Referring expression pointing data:
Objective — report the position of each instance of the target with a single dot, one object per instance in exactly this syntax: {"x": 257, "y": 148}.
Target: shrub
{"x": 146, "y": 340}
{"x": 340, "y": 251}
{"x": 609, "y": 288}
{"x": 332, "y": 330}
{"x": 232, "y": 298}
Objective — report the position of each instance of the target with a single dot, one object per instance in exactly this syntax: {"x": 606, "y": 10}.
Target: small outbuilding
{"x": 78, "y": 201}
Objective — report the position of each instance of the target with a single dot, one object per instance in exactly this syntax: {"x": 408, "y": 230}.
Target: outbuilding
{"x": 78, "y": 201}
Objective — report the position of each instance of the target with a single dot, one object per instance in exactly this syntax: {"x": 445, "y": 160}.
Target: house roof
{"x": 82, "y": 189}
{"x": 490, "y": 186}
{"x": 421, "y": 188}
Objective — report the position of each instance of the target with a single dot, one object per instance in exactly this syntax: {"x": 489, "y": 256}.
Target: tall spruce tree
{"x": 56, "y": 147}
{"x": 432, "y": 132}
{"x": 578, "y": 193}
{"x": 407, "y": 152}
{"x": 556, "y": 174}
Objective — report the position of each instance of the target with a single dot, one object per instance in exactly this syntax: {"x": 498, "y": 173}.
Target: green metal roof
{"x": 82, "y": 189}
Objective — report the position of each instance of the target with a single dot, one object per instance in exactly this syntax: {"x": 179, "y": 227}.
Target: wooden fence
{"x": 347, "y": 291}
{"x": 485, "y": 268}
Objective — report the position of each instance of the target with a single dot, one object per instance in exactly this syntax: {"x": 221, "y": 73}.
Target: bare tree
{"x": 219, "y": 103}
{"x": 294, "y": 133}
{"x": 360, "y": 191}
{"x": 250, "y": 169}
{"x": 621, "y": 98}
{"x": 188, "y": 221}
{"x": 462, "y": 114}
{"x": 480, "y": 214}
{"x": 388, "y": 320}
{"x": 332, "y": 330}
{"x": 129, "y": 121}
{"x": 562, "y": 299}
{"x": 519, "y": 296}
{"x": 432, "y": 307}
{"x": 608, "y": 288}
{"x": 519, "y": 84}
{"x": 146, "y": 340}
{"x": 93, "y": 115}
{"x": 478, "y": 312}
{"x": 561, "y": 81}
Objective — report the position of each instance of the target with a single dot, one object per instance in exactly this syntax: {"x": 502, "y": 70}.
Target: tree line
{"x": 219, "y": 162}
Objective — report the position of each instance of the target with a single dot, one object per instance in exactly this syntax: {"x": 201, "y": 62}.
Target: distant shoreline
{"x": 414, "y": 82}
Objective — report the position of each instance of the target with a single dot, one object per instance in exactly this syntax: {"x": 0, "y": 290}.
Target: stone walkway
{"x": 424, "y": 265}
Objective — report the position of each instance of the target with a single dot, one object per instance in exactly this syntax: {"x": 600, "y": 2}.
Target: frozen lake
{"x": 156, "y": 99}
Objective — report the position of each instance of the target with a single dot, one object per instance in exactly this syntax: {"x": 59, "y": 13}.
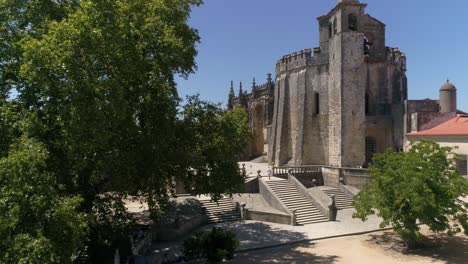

EXERCISE OBJECTIVE:
Each line from the line containing "Target: distant shoreline" through the last line above must be written out exactly, and every picture must be omitted.

EXERCISE RESULT:
Target: distant shoreline
{"x": 414, "y": 82}
Objective — report the position of each instance of the target with a single dot, one object per instance in exactly this syntax: {"x": 0, "y": 290}.
Target: stone walkway
{"x": 424, "y": 265}
Objective — report the position of each instance of the target with a single dot, one object per instance in exactly this syntax: {"x": 600, "y": 2}.
Target: frozen lake
{"x": 156, "y": 99}
Objective — report the position of each instance of the target with a single dot, one object per instance in exactly this syntax: {"x": 59, "y": 13}.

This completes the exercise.